(Records pointing to named objects)
++++++

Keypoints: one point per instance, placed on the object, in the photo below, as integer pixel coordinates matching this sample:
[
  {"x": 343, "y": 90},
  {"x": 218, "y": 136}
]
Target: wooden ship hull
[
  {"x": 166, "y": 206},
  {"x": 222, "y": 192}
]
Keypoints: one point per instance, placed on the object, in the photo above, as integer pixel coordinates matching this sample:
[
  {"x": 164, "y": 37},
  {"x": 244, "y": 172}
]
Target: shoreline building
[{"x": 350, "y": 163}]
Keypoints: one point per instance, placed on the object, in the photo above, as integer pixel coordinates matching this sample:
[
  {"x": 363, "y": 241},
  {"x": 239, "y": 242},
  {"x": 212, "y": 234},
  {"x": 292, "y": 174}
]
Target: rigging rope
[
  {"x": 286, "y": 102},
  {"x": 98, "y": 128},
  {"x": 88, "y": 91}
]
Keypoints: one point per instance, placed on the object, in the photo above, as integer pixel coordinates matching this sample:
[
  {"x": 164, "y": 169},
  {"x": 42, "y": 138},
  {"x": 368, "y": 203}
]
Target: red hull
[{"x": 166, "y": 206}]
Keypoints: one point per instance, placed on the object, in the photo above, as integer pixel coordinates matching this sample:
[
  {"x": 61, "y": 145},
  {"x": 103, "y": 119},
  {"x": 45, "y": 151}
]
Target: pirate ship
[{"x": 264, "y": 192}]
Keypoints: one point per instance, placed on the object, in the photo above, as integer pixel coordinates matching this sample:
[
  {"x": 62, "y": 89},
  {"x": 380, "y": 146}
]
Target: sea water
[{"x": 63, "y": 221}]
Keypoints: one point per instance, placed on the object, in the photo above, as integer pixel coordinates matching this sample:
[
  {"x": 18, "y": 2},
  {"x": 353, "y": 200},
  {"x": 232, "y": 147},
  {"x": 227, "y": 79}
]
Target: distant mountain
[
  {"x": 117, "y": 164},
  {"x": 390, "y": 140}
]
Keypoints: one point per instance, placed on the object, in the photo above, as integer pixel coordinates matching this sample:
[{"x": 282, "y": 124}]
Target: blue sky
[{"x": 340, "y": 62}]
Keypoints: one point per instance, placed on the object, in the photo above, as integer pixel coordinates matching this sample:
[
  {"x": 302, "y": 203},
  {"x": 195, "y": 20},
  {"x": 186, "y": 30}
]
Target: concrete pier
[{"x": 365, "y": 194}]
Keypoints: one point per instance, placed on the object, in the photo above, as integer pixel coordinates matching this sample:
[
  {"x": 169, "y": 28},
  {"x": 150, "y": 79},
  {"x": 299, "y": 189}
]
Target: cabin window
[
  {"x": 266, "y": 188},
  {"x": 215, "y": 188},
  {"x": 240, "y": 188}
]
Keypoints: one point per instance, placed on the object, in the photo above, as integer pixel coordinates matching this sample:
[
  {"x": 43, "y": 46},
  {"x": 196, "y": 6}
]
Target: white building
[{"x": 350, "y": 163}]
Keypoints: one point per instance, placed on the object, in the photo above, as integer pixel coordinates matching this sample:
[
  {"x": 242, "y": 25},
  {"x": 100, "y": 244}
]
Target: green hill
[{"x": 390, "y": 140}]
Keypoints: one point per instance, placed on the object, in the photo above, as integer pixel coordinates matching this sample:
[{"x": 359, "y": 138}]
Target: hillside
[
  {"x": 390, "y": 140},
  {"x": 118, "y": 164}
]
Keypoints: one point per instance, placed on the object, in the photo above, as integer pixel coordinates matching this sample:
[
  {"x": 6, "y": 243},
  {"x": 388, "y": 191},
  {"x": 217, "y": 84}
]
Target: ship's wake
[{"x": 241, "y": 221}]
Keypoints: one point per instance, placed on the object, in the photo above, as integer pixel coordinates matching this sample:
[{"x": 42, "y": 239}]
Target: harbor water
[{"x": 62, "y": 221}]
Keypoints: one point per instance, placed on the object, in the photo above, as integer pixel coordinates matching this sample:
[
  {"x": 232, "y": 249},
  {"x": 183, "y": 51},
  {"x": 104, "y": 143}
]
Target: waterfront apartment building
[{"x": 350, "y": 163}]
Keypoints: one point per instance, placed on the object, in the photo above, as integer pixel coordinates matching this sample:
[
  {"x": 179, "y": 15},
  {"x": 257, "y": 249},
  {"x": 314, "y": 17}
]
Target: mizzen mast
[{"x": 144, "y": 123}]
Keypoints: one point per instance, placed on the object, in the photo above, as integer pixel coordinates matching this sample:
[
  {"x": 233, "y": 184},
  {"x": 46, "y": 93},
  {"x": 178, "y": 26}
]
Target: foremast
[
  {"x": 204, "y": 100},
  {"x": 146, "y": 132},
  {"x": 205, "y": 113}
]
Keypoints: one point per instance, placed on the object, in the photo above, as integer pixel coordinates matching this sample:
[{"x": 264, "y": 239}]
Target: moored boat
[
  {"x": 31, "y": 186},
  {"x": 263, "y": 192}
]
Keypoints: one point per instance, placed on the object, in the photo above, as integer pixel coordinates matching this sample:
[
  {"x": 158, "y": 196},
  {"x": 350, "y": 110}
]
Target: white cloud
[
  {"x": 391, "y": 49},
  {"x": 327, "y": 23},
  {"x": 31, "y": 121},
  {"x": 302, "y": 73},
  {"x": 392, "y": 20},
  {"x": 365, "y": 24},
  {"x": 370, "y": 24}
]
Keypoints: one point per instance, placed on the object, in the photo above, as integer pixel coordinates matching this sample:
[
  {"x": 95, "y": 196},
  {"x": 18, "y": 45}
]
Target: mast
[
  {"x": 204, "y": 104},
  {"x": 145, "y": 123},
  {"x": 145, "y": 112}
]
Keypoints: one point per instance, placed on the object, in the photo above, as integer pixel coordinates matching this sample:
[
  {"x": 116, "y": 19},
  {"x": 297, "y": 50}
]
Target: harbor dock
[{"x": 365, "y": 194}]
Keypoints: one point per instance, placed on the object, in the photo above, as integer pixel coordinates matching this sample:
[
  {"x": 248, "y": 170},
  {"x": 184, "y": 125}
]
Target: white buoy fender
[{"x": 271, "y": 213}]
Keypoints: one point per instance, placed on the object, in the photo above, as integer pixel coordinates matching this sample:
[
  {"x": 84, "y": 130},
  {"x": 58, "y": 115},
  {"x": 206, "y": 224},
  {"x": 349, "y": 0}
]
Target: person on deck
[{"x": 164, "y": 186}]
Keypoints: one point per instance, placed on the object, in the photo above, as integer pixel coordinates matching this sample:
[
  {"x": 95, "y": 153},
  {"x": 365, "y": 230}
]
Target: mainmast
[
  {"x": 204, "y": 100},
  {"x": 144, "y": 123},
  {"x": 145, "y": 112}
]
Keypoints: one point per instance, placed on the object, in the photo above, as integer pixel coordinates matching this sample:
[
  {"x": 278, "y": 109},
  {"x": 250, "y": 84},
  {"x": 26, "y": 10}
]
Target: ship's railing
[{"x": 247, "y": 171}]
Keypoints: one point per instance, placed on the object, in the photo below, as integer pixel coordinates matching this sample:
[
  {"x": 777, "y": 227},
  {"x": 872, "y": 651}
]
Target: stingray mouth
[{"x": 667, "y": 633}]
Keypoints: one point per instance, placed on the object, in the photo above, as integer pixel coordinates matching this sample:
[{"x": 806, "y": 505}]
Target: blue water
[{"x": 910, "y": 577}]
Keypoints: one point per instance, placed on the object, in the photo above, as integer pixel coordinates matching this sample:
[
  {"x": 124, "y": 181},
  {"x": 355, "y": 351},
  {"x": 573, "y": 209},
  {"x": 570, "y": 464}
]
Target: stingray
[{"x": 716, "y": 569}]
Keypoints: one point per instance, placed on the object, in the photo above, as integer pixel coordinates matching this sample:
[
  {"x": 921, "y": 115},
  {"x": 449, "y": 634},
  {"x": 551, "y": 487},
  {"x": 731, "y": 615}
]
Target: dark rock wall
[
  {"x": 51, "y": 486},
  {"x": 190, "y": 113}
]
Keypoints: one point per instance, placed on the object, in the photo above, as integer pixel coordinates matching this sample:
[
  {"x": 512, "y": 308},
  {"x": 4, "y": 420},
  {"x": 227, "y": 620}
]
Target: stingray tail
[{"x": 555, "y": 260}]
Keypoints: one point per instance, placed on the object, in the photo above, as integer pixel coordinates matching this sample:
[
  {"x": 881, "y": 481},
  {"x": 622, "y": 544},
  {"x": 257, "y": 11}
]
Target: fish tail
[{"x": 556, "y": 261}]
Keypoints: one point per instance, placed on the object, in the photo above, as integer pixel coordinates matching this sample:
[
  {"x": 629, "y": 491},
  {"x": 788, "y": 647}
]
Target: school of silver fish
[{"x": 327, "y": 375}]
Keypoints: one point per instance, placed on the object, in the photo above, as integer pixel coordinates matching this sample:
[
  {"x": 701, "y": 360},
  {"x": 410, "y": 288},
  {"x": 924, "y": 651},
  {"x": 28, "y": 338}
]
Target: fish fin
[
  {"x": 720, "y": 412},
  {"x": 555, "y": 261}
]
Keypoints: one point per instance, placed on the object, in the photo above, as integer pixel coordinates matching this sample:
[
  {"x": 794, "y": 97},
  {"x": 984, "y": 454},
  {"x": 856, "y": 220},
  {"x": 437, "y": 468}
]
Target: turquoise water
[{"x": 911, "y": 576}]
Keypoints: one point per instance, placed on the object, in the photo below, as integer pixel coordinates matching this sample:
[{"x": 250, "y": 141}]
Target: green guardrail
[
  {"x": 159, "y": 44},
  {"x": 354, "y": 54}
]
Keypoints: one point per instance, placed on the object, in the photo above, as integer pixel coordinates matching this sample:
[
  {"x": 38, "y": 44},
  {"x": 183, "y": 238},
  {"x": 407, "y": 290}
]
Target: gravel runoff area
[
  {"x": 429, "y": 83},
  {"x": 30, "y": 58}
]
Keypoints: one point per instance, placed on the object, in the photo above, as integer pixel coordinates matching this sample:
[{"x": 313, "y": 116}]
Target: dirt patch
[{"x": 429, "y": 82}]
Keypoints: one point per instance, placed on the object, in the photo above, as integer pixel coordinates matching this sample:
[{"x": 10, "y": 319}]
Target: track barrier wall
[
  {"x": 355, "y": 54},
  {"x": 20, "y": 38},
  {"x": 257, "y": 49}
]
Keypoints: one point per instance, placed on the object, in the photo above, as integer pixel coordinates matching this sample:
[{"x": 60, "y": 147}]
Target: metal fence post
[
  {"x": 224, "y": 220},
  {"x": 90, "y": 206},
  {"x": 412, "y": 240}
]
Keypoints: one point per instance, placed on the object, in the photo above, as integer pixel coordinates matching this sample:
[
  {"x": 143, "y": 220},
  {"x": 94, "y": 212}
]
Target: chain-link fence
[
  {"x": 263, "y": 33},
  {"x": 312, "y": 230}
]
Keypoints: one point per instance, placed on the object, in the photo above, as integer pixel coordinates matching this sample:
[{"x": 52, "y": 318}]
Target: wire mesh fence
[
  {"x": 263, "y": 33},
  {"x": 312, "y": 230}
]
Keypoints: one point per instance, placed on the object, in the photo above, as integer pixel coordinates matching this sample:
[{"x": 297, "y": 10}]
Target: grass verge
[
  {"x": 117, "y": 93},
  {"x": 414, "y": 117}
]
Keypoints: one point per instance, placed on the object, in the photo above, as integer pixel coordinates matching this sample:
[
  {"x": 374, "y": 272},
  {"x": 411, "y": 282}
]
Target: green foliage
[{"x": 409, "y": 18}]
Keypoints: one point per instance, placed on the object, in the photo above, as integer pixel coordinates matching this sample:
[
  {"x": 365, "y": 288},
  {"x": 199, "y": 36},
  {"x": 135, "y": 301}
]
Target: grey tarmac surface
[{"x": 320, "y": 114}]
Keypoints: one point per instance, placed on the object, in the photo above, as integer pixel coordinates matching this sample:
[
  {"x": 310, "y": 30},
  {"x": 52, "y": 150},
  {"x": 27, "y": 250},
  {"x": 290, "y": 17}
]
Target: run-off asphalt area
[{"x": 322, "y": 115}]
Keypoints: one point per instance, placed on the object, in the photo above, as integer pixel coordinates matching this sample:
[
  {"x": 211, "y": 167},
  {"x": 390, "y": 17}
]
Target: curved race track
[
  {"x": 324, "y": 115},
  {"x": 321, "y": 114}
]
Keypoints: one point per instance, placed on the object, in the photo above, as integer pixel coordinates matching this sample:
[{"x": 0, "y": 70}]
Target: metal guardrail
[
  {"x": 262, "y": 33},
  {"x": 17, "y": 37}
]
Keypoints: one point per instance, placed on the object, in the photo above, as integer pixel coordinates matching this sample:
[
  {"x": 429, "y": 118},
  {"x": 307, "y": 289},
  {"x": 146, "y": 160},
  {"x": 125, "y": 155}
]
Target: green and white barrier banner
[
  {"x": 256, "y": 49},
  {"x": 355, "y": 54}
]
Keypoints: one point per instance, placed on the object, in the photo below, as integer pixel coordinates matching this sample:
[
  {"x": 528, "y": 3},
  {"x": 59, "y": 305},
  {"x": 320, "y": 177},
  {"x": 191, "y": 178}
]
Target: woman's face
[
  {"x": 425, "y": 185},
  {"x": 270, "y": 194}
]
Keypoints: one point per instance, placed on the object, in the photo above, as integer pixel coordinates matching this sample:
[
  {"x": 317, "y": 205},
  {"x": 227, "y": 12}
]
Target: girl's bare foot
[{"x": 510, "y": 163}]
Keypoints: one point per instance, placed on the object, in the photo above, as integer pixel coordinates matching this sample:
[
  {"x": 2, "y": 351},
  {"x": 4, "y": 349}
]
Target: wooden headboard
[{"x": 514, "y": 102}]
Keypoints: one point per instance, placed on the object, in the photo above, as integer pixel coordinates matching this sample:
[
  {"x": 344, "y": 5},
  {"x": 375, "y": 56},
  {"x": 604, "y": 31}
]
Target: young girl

++++++

--- WRITTEN TASK ---
Which lines of the records contain the string "hull"? Extract every such line, matching case exactly.

--- EXPECTED OUTPUT ---
Target: wooden ship hull
Target: red hull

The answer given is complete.